[DATASET EXTRACT — start]

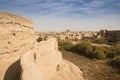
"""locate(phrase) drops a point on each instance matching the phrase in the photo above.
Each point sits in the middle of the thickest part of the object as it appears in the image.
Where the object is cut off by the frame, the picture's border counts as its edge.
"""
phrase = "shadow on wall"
(13, 72)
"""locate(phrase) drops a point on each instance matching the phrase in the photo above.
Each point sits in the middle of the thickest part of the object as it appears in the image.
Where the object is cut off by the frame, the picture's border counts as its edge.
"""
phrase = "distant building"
(112, 36)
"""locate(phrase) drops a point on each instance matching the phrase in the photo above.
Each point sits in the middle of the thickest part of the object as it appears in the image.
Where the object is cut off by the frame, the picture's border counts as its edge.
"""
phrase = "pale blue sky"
(59, 15)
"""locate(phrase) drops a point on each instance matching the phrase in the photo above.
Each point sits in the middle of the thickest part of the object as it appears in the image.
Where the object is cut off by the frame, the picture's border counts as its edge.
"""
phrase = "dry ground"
(92, 69)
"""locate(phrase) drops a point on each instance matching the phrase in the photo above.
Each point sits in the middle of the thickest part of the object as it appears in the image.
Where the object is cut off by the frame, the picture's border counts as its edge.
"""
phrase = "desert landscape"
(29, 55)
(59, 40)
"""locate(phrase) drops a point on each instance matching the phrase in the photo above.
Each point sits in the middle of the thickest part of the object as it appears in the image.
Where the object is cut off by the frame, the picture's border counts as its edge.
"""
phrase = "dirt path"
(92, 69)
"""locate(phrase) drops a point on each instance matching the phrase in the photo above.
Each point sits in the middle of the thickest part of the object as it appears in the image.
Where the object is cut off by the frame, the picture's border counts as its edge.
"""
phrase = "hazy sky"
(59, 15)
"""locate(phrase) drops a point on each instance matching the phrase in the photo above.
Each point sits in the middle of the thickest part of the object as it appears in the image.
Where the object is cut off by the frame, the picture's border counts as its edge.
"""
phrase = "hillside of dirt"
(92, 69)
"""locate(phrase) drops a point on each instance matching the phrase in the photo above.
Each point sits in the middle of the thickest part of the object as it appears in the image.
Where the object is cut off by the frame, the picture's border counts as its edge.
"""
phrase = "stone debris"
(25, 56)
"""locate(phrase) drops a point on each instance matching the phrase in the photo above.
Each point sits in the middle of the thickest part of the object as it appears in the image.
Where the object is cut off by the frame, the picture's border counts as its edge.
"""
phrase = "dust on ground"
(92, 69)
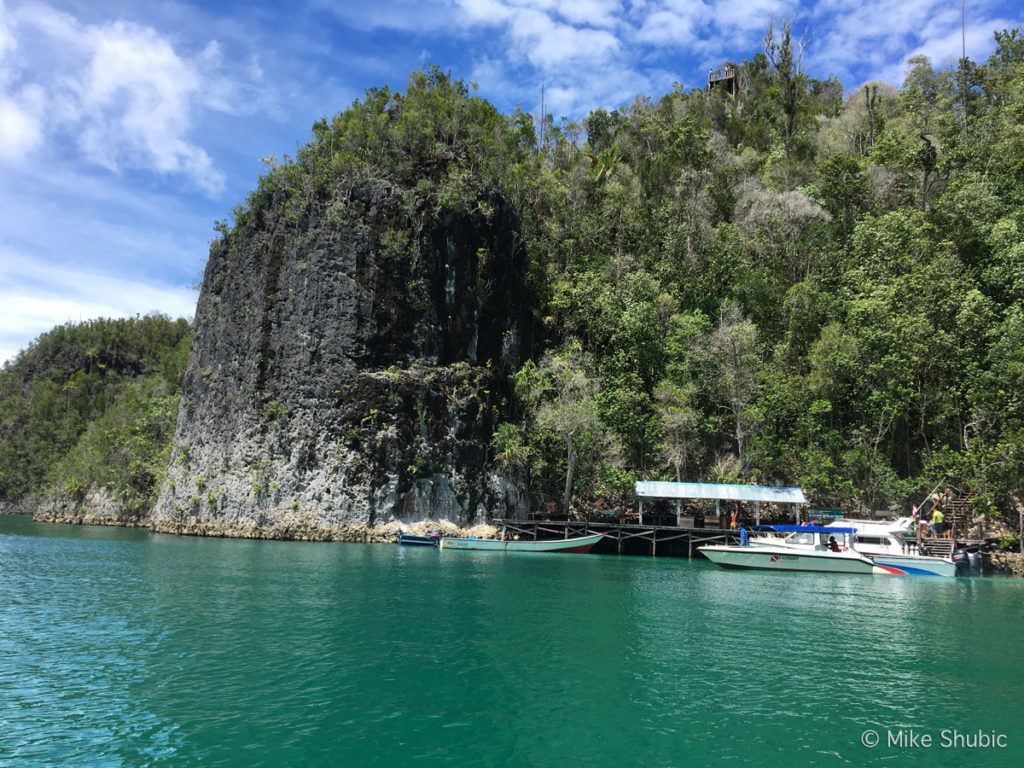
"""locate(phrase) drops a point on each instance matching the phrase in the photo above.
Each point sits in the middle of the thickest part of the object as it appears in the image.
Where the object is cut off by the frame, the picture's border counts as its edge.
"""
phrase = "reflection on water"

[DATASET EXTRACT — finish]

*EXERCISE DIRECTIONS*
All of the records above should be written out exactly, with the pictures left out.

*PROBLEM SOLUTION*
"""locate(phrase) drops a point on each instance matching the phrase in the photo above.
Each point sits in the middle of the thickest part of the object as it appears in the image.
Where the object is cut off by the frame, the picture's border counts as its edge.
"""
phrase = "shadow on wall"
(13, 72)
"""locate(phrase) drops a point on each instance matching the phrase in the photo above.
Each point sits in the middle of the thickest part of the object as it appears in the image.
Where the object is cut off by the frame, the picture's border counts as its edge.
"""
phrase = "distant building"
(112, 36)
"""locate(phrase) drops a point on each instance matching the phrase in the photo above.
Each point sits in the middle of the thickest part of the object as it appears in the image.
Where the object is cut off by the frame, the picture's border counts as its edge.
"""
phrase = "pale blue sky"
(59, 15)
"""locate(phrase) drops a point on each instance matching the phrase in the photo above.
Each point sits in the middle of the thickest part of the object as it appears in the image.
Where the object is cut off by the frame, the picture's border counts as its edge.
"""
phrase = "dry ground"
(92, 69)
"""locate(phrase) drops a point on each instance matching the phrase in the photo above.
Each point sits in the middle of the thickest part of the object as it appears in the image.
Where the object is cut off by the frame, the picture's border counts as its edge.
"""
phrase = "desert landscape"
(29, 55)
(59, 40)
"""locate(phrase) drops a point on each instance matching the phrase in the photo above.
Each point sits in the middle of the thickest part of the object as it appears in the image.
Where the object is cut off by the frame, the picture's border counts as its edge.
"""
phrase = "dirt path"
(92, 69)
"""locate(phrase) drops a point on each instance matching the phrase in the photo above.
Each point sits in the middle of the thickest part of the object as it appears in the image.
Where the object is cut off by the frame, the picture's border counts as its edge.
"""
phrase = "hazy sky"
(59, 15)
"""locate(phrase) drops a point on each instance matching the phrase in the photo above.
Each point sits in the middle of the thickest part of the object as it appears in the image.
Where the object is cut off by the frame, the picture's border counts as its edge.
"""
phrase = "hillside of dirt"
(92, 69)
"""locate(phrase) drops a point on each instance matching the phrase in the photo above.
Each point sits in the middle of the thickest part of the object as it appears in the image.
Where the object is cut off by the frame, the picture's border counts as its edge.
"""
phrase = "stone debris"
(25, 56)
"""locate(phrase) drops a point on each instance matching the phrase in the photo above.
Each point sits in the middle of the thickest part of the object as it appears in the image.
Where the object is cut off by the frame, the picture's border counts as its edge.
"""
phrase = "dust on ground"
(92, 69)
"""locate(phrase) drops a point on each instance matching the phrase in the photo above.
Each point sits in the middle of the thickest part of the object as it appears in the image.
Where the object is cut off by the frame, the picture's border counts as its edge.
"""
phrase = "reflection on water"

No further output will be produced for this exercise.